In the listing below, locate the line containing "Agricultural drone survey: scan the aerial photo for sky."; reproduce that line and all lines that follow it, unchanged.
--- START ---
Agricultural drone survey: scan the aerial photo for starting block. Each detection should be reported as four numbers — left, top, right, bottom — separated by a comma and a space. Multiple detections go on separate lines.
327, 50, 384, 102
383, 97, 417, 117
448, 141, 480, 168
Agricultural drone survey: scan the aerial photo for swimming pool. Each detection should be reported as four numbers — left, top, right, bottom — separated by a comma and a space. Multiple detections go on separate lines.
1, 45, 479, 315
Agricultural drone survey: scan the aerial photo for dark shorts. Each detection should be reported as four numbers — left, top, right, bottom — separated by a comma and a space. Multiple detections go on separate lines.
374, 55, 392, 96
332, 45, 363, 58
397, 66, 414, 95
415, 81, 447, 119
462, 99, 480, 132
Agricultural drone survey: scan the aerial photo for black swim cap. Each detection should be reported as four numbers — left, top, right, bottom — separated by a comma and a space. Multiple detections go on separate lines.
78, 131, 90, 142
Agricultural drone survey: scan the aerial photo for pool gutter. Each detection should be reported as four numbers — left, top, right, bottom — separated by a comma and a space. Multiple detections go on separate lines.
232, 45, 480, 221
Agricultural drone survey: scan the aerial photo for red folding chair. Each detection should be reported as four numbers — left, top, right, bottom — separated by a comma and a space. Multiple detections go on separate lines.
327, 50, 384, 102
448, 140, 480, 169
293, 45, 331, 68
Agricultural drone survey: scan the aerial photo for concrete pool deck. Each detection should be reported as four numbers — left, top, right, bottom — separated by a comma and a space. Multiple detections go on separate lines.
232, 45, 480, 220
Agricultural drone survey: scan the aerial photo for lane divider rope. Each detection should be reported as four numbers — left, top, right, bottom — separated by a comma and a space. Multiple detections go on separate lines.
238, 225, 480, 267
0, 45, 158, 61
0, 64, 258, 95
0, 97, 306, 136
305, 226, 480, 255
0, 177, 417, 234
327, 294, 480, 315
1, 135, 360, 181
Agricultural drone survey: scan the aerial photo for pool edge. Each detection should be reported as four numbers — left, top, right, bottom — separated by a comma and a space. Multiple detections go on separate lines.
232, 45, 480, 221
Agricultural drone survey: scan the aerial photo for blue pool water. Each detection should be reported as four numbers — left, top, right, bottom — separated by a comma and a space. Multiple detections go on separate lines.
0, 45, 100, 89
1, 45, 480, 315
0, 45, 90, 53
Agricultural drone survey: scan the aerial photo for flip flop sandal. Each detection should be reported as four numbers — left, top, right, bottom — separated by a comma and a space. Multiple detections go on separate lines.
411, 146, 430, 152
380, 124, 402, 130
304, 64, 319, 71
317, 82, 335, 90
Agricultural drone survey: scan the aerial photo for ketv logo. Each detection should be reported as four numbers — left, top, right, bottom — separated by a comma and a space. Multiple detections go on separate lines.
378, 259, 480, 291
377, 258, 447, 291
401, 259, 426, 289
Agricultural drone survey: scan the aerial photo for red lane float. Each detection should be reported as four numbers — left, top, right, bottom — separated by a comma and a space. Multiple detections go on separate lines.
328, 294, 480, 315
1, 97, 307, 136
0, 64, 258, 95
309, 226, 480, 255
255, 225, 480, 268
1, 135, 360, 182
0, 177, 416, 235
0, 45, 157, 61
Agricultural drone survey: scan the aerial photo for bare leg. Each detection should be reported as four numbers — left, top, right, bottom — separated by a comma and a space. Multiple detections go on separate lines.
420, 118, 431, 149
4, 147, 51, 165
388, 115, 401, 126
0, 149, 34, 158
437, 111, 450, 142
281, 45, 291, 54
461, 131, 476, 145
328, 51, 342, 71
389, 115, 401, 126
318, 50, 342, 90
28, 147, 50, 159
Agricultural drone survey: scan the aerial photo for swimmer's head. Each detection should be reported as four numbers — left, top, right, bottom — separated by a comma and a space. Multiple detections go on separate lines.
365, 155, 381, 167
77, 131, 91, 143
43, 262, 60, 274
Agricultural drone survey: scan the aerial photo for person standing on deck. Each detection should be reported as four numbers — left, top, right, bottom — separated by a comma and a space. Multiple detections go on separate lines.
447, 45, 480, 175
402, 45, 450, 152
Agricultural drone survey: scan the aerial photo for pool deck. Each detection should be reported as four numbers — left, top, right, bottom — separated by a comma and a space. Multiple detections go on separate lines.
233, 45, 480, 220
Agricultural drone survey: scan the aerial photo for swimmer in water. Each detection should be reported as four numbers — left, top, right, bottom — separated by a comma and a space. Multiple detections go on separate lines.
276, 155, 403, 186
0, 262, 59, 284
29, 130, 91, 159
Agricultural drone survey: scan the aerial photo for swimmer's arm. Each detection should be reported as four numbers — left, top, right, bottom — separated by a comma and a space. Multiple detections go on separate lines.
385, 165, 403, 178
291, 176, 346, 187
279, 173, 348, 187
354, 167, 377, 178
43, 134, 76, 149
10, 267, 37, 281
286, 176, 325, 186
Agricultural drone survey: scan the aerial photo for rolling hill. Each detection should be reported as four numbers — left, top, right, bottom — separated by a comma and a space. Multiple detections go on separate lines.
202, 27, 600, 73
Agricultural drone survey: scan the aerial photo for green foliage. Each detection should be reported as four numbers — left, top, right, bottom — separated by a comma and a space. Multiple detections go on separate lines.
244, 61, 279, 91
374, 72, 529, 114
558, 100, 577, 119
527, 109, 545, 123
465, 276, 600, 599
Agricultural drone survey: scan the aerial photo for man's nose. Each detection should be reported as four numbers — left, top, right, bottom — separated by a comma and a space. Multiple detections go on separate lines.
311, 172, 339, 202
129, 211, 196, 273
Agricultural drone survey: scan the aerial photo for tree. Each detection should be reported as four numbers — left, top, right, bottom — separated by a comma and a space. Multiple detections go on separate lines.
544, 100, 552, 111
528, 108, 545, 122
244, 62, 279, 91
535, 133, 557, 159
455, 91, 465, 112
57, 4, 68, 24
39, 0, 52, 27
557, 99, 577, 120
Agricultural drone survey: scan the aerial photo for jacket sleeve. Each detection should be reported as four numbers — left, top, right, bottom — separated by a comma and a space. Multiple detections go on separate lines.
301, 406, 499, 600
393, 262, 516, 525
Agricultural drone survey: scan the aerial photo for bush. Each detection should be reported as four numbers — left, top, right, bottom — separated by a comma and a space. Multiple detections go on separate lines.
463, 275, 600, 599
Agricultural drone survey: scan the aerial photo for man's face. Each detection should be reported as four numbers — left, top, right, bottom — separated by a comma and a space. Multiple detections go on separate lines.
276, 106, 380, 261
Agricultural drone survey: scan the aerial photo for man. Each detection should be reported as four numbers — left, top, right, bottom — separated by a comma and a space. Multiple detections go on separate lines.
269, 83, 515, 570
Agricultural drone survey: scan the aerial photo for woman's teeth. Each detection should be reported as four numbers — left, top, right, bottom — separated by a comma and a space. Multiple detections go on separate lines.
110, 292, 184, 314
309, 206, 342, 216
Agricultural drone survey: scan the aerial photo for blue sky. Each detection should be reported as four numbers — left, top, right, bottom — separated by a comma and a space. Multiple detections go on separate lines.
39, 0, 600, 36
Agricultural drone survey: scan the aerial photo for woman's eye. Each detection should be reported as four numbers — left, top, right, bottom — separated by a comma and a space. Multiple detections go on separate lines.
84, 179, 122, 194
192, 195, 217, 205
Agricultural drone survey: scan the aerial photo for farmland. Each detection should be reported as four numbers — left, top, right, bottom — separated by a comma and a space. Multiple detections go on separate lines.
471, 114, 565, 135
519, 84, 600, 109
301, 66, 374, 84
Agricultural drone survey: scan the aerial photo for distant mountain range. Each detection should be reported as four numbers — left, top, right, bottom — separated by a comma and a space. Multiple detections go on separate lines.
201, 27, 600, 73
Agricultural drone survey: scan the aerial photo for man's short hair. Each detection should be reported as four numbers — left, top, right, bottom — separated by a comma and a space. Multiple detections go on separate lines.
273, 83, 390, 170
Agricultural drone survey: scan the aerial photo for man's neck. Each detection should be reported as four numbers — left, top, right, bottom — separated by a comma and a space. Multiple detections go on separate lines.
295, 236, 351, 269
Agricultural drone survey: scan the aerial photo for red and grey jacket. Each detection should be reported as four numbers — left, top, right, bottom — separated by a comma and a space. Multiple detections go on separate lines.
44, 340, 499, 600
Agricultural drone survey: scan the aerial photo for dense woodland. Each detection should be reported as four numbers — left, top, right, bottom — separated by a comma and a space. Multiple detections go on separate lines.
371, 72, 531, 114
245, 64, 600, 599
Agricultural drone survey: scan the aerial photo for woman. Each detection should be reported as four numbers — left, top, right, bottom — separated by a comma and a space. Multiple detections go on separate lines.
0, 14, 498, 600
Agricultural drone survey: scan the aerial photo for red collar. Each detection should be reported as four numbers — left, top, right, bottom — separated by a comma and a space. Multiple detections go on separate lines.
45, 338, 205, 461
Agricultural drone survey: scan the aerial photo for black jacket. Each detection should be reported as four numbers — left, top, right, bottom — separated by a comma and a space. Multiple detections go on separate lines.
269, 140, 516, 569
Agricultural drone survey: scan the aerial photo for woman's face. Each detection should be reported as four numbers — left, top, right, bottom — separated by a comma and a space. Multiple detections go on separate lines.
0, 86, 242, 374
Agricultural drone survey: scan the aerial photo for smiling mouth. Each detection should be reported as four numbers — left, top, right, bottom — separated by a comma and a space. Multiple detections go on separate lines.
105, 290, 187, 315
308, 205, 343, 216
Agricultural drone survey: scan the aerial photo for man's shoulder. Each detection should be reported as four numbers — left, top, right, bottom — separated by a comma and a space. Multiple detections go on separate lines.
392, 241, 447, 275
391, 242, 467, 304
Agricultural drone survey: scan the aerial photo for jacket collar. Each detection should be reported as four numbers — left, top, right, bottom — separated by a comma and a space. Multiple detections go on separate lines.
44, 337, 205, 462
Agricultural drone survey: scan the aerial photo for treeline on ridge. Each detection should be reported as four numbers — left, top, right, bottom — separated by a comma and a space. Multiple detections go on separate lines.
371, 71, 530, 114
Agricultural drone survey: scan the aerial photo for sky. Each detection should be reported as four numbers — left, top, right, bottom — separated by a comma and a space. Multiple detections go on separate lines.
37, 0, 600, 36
--- END ---
SOLUTION TO THIS TASK:
Agricultural drone survey: scan the aerial photo for sky. Each detection should be reported as four numbers — left, top, right, bottom — separated by a comma and a space. Multiple detections go on separate lines.
37, 0, 600, 36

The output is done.